Bloco de texto:
Combate à corrupção é imperativo para resgatar a força da Constituição






Por Flávia Piovesan e Victoriana Leonora Corte Gonzaga


*Artigo publicado originalmente na Revista dos Tribunais, volume 967/2016, edição Maio/2016, e disponível na Revista dos Tribunais Online Essencial. Leitores da ConJur têm 80% de desconto na assinatura da ferramenta — clique aqui para mais informações.

Nosso atual quadro constitucional é de reapropriação do sistema democrático, pautado na limitação ao poder, na supremacia do interesse público em face do interesse privado, bem como no compromisso democrático de reforçar o poder do povo e de sua participação ativa como titular do poder político.

Isto porque a Constituição de 1988, peça fundamental do processo de redemocratização do Brasil, abriu caminho para mudanças estruturais na sociedade: marcou o abandono de um regime autoritário e instituiu um Estado Democrático de Direito, consagrando direitos fundamentais e garantias aos indivíduos.

De fato, percebe-se a retomada de um compromisso com o regime democrático a partir da eleição dos fundamentos da República (artigo 1º da Constituição), dentre os quais destacam-se a cidadania, a dignidade da pessoa humana, o pluralismo político e a soberania popular.

Registra-se que o parágrafo do artigo 1º da Constituição declara que o povo é titular do poder, que o exerce por meio de representantes. Por ser o povo o detentor do poder, estão estipulados limites ao exercício desse poder e o direito do povo reavê-lo quando os interesses dos representantes se sobrepuserem aos interesses coletivos.

Por isso, a intenção da Constituição Cidadã é clara: trata-se de instituir como fundamento do Estado Brasileiro um conjunto de direitos e regras que dizem respeito à participação do povo na vida política do Estado e da sociedade. A Constituição nasce, portanto, como instrumento que limita o próprio poder, o arbítrio e o interesse individual, dentro de uma regulamentação democrática.

Basta atentar aos objetivos fundamentais da República Federativa Brasileira, em seu artigo 3o, dentre eles, a construção de uma sociedade livre, justa e solidária.

Ademais, a Constituição dispõe sobre a soberania popular (artigo 14), a qual será exercida, principalmente, pelo direito de sufrágio (direito de votar e ser votado), por meio de plebiscito, referendo, iniciativa popular de lei; também por meio da ação popular (artigo 5o, inciso LXXIII), e pelo direito de organizar-se e participar de partido político (artigo 17).

Trata-se, portanto, de uma carta robusta no que tange à garantia de direitos e preocupada em assegurar a participação popular, ou seja, tem como objetivo fundamental fomentar a ativa participação cidadã.

Listagem de dados:
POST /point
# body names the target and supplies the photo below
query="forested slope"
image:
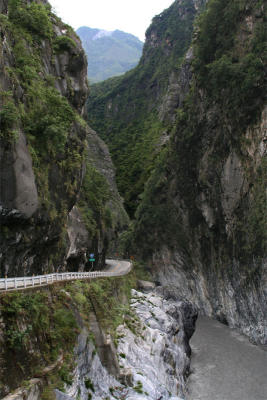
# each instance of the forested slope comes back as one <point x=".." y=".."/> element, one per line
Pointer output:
<point x="128" y="112"/>
<point x="201" y="221"/>
<point x="50" y="216"/>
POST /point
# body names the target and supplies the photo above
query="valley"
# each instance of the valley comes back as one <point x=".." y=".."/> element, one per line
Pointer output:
<point x="163" y="168"/>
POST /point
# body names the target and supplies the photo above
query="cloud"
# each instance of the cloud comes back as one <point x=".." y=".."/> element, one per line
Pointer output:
<point x="126" y="15"/>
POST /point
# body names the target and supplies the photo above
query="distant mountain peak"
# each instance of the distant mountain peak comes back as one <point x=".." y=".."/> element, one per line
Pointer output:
<point x="113" y="55"/>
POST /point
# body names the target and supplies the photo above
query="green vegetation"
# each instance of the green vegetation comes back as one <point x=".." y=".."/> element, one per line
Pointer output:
<point x="8" y="120"/>
<point x="95" y="194"/>
<point x="139" y="387"/>
<point x="109" y="55"/>
<point x="33" y="17"/>
<point x="42" y="326"/>
<point x="125" y="111"/>
<point x="64" y="43"/>
<point x="232" y="75"/>
<point x="89" y="385"/>
<point x="226" y="96"/>
<point x="54" y="130"/>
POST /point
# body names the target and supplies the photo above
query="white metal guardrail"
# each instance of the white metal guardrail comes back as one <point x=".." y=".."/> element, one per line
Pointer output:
<point x="43" y="280"/>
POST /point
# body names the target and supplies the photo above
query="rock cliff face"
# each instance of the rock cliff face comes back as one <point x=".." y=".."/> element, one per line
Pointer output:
<point x="200" y="125"/>
<point x="60" y="348"/>
<point x="129" y="112"/>
<point x="203" y="214"/>
<point x="43" y="142"/>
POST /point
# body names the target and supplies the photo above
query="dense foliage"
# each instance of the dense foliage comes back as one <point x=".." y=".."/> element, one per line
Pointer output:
<point x="226" y="97"/>
<point x="125" y="111"/>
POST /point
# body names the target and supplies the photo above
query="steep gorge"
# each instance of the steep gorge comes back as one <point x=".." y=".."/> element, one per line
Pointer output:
<point x="56" y="198"/>
<point x="201" y="220"/>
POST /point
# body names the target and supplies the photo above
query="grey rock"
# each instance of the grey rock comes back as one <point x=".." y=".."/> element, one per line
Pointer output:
<point x="146" y="286"/>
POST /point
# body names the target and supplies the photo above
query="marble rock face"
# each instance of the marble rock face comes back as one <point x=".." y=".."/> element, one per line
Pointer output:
<point x="153" y="354"/>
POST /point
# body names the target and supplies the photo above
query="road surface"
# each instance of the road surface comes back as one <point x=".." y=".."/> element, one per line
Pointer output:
<point x="225" y="365"/>
<point x="115" y="268"/>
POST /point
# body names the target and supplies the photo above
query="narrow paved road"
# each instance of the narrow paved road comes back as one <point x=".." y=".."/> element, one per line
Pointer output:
<point x="115" y="268"/>
<point x="225" y="365"/>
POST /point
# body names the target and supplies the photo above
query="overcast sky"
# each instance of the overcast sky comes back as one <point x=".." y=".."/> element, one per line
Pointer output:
<point x="132" y="16"/>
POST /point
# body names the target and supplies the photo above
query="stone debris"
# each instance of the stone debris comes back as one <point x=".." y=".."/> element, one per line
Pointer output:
<point x="152" y="352"/>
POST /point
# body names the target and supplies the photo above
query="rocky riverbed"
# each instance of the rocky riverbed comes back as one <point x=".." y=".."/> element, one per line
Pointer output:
<point x="152" y="353"/>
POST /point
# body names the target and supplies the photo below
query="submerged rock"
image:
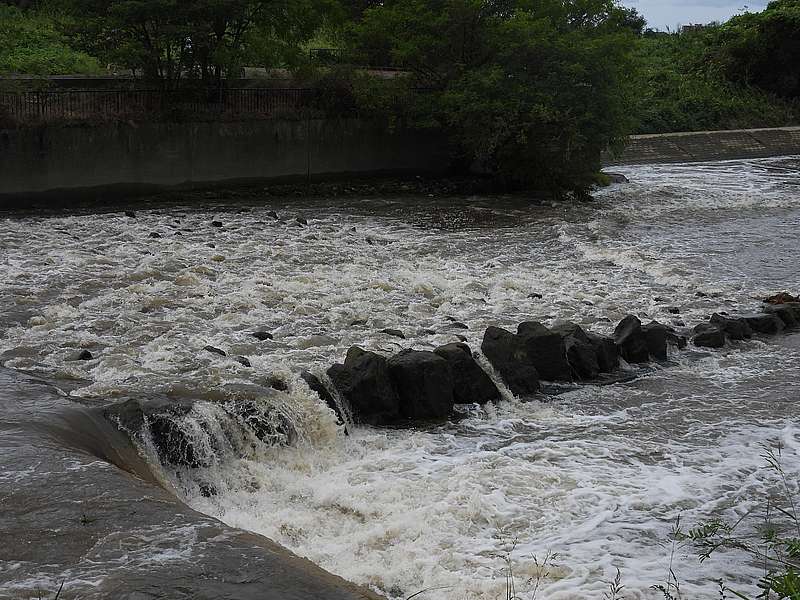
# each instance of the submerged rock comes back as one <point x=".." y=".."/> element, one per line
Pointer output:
<point x="424" y="384"/>
<point x="708" y="335"/>
<point x="545" y="350"/>
<point x="765" y="323"/>
<point x="632" y="340"/>
<point x="503" y="350"/>
<point x="394" y="333"/>
<point x="363" y="381"/>
<point x="735" y="328"/>
<point x="471" y="384"/>
<point x="581" y="353"/>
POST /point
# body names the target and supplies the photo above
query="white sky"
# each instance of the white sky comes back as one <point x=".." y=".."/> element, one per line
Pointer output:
<point x="661" y="14"/>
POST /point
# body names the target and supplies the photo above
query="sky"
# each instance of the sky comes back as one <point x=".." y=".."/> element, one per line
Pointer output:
<point x="663" y="14"/>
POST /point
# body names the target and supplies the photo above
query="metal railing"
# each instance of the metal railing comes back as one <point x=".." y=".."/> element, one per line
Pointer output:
<point x="151" y="104"/>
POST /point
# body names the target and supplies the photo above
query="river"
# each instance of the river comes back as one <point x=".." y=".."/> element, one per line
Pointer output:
<point x="596" y="475"/>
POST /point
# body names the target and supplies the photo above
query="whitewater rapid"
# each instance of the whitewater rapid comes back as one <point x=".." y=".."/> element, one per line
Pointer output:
<point x="597" y="475"/>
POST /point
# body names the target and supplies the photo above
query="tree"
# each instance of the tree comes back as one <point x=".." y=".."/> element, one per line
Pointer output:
<point x="531" y="91"/>
<point x="763" y="49"/>
<point x="171" y="40"/>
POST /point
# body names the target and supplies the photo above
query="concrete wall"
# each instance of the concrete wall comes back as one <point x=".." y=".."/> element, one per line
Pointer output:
<point x="709" y="145"/>
<point x="37" y="160"/>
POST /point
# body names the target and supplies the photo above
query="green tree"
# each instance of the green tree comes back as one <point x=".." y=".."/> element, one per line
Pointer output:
<point x="530" y="91"/>
<point x="171" y="40"/>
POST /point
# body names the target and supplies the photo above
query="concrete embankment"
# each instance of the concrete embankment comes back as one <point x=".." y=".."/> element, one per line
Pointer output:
<point x="709" y="145"/>
<point x="56" y="157"/>
<point x="72" y="517"/>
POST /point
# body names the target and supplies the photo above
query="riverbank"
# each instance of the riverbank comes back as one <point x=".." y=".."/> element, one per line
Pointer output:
<point x="83" y="511"/>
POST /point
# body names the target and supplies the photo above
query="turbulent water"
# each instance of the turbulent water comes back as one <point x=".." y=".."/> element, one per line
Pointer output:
<point x="597" y="475"/>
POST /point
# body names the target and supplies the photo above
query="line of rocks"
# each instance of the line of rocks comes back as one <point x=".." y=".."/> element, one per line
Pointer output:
<point x="415" y="386"/>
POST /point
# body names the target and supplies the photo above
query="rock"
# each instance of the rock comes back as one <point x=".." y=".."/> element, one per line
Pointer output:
<point x="276" y="383"/>
<point x="617" y="178"/>
<point x="394" y="332"/>
<point x="503" y="350"/>
<point x="316" y="385"/>
<point x="708" y="335"/>
<point x="782" y="298"/>
<point x="631" y="340"/>
<point x="173" y="445"/>
<point x="606" y="352"/>
<point x="363" y="381"/>
<point x="581" y="355"/>
<point x="765" y="323"/>
<point x="658" y="336"/>
<point x="735" y="329"/>
<point x="471" y="384"/>
<point x="545" y="350"/>
<point x="424" y="384"/>
<point x="784" y="312"/>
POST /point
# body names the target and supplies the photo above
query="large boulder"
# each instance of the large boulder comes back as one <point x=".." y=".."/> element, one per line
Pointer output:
<point x="785" y="312"/>
<point x="735" y="328"/>
<point x="503" y="350"/>
<point x="471" y="384"/>
<point x="424" y="384"/>
<point x="581" y="353"/>
<point x="545" y="350"/>
<point x="708" y="335"/>
<point x="363" y="381"/>
<point x="632" y="340"/>
<point x="606" y="352"/>
<point x="765" y="323"/>
<point x="659" y="337"/>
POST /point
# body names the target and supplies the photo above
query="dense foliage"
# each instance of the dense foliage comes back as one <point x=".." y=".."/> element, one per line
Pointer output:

Lista de exercícios:
[1] Responda com base no texto sobre a Constituição de 1988:
(a) Em que artigo da Constituição estão os fundamentos da República?
(b) Qual objetivo fundamental do artigo 3º o texto menciona?
(c) Qual artigo trata do direito de se organizar e participar de partido político?
[2] Liste os fundamentos da República que, segundo o texto sobre a Constituição de 1988, se destacam.
[3] Prossiga o texto sobre a Constituição de 1988 a partir do ponto em que ele termina.
Os registros não têm papel algum nesta atividade.

Em resposta:
[1]
(a) No artigo 1º.
(b) A construção de uma sociedade livre, justa e solidária.
(c) O artigo 17.

[2] Cidadania, dignidade da pessoa humana, pluralismo político e soberania popular.

[3]
Obstáculo à concretização da principiologia constitucional
A prática da corrupção política, no entanto, abala estas conquistas democráticas constitucionais e afronta o desenvolvimento do Estado de Direito e da sociedade, por colocar interesses privados de indivíduos acima do interesse da coletividade.

De acordo com o relatório Corrupção: custos econômicos e propostas de combate, do Departamento de Competitividade e Tecnologia (DECOMTEC), da Fiesp, o custo médio da corrupção no Brasil é estimado entre 1,38% a 2,3% do PIB, isto é, de R$ 41,5 bilhões a R$ 69,1 bilhões de reais, conforme estimativas de 2008. Além do alto custo econômico da corrupção, há o custo social e o aumento da desigualdade que ela gera.

Ainda, o Brasil apresenta um índice elevado de corrupção percebida, dentre 175 países, ocupa a 69ª colocação no ranking de 2014, elaborado pela ONG Transparência Internacional.

A corrupção é o desvirtuamento da relação do administrador com a Administração Pública, na qual seu interesse privado se torna primordial em relação ao interesse público, em flagrante ofensa ao espírito republicano.

O que se observa com o aumento de investigações e persecuções envolvendo todas as esferas de poderes do Estado Brasileiro é que o fenômeno da corrupção é sistemático e endêmico no Brasil, expondo reiteradamente a Administração Pública a interesses que não os seus (interesse público), mas interesses “externos”.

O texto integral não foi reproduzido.